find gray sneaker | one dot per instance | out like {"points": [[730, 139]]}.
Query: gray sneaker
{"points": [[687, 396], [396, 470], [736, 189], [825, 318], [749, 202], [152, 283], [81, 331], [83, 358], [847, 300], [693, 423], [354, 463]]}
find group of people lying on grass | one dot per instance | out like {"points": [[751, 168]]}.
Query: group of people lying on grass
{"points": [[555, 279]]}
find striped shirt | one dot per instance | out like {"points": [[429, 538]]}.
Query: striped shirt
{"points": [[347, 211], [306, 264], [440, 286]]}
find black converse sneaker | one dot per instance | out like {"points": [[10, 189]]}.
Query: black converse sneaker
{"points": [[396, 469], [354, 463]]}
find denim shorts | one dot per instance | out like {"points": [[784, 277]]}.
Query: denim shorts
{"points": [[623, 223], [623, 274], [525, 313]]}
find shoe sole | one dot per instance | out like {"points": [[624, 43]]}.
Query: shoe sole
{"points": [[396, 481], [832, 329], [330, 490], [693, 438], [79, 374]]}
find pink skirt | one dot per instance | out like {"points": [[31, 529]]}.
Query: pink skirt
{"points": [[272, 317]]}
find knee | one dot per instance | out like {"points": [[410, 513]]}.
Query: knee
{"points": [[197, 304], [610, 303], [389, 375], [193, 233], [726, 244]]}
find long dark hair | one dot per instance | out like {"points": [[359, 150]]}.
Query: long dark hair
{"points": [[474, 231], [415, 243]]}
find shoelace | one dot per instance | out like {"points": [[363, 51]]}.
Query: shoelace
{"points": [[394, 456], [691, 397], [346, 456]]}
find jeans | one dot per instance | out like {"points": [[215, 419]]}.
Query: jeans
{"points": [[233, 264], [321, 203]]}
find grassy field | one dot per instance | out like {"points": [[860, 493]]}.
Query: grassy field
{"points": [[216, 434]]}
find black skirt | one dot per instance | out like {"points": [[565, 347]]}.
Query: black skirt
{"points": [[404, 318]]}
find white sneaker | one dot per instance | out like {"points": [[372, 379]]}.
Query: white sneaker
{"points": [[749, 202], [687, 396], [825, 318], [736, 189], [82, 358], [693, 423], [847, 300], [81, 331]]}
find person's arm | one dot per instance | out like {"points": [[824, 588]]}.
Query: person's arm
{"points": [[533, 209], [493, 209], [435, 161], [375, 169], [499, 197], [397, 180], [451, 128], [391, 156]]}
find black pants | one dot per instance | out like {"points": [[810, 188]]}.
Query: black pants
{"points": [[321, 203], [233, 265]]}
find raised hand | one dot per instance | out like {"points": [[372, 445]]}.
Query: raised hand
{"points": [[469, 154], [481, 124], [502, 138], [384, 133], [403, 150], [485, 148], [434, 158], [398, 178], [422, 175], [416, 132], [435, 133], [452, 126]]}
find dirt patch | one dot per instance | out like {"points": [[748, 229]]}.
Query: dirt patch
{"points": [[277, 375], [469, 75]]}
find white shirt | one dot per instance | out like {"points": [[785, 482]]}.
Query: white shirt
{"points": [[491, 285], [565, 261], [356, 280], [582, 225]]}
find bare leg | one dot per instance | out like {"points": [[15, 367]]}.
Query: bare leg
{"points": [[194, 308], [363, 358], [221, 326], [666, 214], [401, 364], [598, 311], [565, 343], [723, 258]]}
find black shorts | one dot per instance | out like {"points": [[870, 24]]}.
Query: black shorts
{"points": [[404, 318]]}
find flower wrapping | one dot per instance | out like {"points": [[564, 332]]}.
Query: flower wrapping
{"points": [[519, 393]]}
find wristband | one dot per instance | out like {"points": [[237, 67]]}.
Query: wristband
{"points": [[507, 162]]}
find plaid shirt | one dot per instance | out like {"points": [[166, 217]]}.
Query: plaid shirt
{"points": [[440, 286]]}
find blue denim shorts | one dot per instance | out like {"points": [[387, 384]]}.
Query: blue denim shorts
+-------+
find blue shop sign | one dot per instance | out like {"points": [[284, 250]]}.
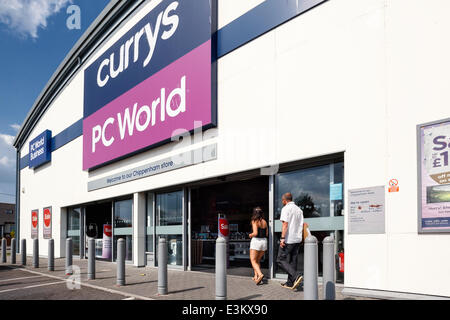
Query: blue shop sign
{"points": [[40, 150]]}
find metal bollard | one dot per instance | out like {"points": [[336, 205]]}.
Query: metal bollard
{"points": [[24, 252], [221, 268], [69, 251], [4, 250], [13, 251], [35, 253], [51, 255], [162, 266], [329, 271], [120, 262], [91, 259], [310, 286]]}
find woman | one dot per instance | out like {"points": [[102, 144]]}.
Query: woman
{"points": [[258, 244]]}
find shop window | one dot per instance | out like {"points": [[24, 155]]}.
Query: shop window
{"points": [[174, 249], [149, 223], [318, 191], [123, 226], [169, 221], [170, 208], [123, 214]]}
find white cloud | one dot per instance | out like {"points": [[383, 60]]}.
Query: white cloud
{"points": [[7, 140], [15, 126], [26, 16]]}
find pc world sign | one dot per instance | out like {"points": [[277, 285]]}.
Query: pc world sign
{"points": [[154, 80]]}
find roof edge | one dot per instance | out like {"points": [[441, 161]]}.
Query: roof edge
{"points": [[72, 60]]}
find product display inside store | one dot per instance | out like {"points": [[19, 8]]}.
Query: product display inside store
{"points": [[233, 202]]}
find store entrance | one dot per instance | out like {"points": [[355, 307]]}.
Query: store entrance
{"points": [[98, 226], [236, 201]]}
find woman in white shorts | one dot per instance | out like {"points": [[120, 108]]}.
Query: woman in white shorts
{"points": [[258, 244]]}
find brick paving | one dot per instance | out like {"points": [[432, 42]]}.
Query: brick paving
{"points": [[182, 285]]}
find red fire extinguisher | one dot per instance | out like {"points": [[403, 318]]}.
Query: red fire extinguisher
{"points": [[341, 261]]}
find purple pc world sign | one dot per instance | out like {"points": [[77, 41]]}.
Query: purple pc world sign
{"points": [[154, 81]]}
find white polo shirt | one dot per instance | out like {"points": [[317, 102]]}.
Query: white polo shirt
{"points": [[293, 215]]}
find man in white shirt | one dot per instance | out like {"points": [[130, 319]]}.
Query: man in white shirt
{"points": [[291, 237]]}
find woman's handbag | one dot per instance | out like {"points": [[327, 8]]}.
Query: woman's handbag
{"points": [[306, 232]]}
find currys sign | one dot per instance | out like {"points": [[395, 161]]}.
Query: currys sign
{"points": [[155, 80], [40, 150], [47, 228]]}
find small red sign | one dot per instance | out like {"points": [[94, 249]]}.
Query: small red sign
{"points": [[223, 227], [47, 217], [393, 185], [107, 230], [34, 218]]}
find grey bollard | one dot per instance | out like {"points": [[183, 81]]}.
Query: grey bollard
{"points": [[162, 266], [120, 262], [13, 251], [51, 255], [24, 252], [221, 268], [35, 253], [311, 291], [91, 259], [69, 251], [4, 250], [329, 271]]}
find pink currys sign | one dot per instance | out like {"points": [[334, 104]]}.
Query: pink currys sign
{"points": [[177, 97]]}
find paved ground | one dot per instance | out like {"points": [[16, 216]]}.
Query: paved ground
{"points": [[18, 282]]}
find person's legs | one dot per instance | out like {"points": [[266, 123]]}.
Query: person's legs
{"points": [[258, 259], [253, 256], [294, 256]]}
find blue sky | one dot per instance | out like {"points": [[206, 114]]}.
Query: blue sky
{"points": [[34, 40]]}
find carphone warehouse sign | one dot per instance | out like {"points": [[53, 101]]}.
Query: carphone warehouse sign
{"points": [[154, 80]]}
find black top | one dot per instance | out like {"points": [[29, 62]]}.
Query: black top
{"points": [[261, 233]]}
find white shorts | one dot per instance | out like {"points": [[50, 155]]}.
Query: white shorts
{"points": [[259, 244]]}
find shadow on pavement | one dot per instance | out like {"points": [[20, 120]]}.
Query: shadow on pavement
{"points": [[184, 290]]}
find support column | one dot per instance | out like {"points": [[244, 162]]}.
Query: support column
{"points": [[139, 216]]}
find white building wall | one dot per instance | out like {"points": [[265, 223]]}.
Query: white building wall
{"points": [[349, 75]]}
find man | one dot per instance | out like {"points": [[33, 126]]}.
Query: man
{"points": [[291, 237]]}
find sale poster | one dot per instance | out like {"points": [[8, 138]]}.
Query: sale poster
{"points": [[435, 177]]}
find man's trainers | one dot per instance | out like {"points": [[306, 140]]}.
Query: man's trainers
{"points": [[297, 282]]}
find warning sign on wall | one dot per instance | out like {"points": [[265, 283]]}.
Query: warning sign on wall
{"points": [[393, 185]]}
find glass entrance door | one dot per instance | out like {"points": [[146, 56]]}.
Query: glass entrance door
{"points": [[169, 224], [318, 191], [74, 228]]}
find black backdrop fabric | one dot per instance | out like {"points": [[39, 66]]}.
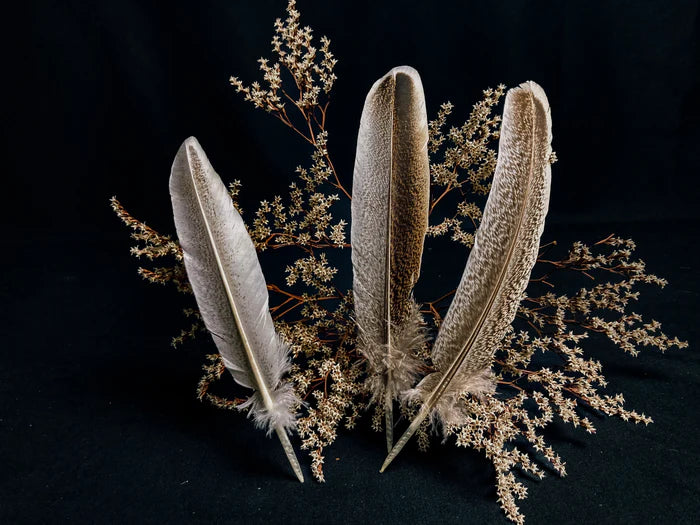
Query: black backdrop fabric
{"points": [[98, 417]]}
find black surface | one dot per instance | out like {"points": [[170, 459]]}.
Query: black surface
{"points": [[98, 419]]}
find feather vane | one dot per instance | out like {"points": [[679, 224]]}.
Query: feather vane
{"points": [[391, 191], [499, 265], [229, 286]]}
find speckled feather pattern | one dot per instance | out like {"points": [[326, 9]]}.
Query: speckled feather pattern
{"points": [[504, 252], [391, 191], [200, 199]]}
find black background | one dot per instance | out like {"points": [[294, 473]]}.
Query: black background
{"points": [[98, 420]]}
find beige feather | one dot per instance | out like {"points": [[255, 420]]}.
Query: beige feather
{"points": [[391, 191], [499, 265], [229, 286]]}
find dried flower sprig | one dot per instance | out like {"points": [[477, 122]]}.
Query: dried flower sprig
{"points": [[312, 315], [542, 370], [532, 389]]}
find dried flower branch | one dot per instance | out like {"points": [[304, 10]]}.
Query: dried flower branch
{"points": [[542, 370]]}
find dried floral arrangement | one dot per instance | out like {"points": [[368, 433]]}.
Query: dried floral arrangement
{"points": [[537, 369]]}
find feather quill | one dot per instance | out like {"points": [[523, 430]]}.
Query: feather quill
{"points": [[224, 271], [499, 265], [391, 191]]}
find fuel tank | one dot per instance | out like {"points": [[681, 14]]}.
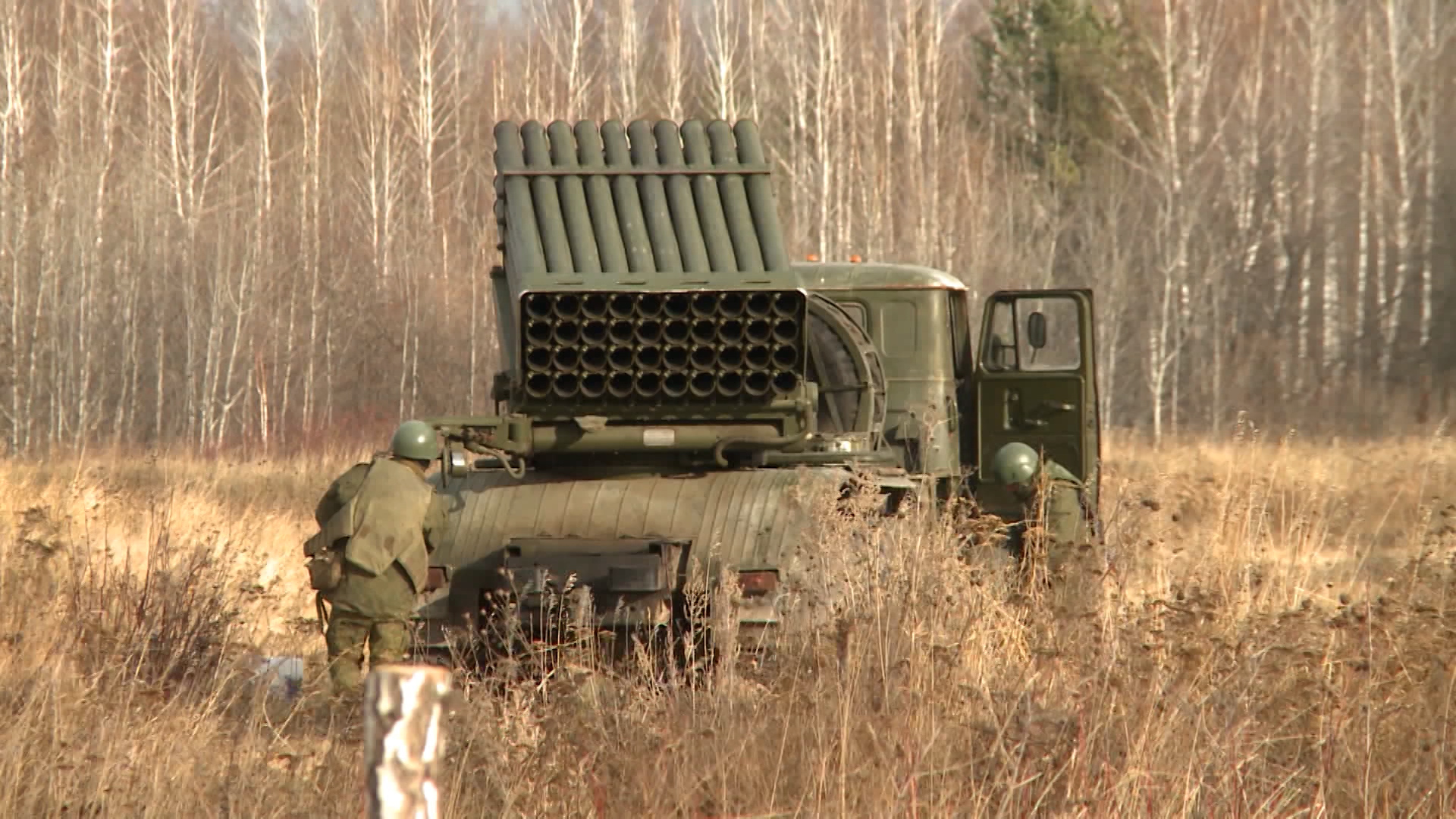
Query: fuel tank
+-------+
YOUR INSTRUCTIONS
Scale the part that opens with the line containing "find plaid shirt" and closes with the line containing "Query: blue denim shorts", both included. Write every line again, requests too, but multiply each point coordinate in the answers by 2.1 and round to whole numbers, halves up, leaving the numbers in the requests and their format samples as they are.

REPLY
find plaid shirt | one dot per instance | out like {"points": [[166, 217]]}.
Query: plaid shirt
{"points": [[924, 601]]}
find blue denim shorts | one dot per instance | out like {"points": [[387, 384]]}.
Query: blue denim shorts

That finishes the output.